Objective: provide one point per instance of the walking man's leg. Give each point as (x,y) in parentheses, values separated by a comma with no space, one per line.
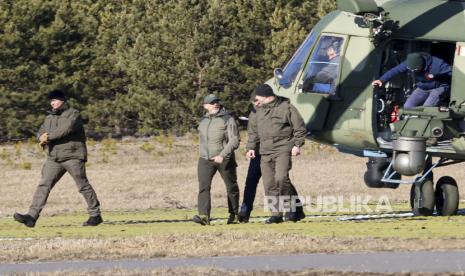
(205,171)
(228,172)
(254,174)
(267,166)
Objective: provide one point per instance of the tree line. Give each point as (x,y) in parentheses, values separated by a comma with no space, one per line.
(139,67)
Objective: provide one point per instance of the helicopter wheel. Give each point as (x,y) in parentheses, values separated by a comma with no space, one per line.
(447,196)
(428,198)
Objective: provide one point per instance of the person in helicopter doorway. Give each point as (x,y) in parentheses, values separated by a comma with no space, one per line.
(325,80)
(432,77)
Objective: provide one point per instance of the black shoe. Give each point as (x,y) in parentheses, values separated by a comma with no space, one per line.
(93,221)
(25,219)
(243,217)
(274,219)
(233,219)
(202,219)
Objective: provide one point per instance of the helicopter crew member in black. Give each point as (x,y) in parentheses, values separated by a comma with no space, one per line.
(254,173)
(280,130)
(219,138)
(432,76)
(328,74)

━━━━━━━━━━━━━━━━━━━━━━━━━━━━━━

** Short problem **
Can you transcribe all of the material above, every line word for word, with the picture left out?

** Task response **
Objective: provide one point per instance of the walking man's leg. Give each point as (x,y) in parentheses, values separated by a comma with no space, one per line.
(205,171)
(228,172)
(254,174)
(267,166)
Objective: provide one point per instance of the tree line. Give each point as (x,y) in parentheses, values separated by a comma with no space, one per line.
(139,67)
Objective: provide one point per instance of the helicopter wheel. Give each point as (x,y) in parentheses, values separated by a comma with no space, one per line.
(447,196)
(428,198)
Objective: provide one point per instance of the person in helicopter doorway. Give each point as (x,y) in parentheses, values separated by a comma with no space, one per line.
(325,80)
(432,77)
Objective: provide one point per instance of the black shoe. Give each point as (x,y) in parentheses, values separated by a comma with no space, one per line.
(93,221)
(25,219)
(243,217)
(274,219)
(233,219)
(202,219)
Objective: provide one point per instance of the helicopter crew member in black. Give each point as (x,y) in parentheses, values separated by a comma with no space, one per line.
(254,173)
(280,130)
(219,138)
(432,76)
(328,74)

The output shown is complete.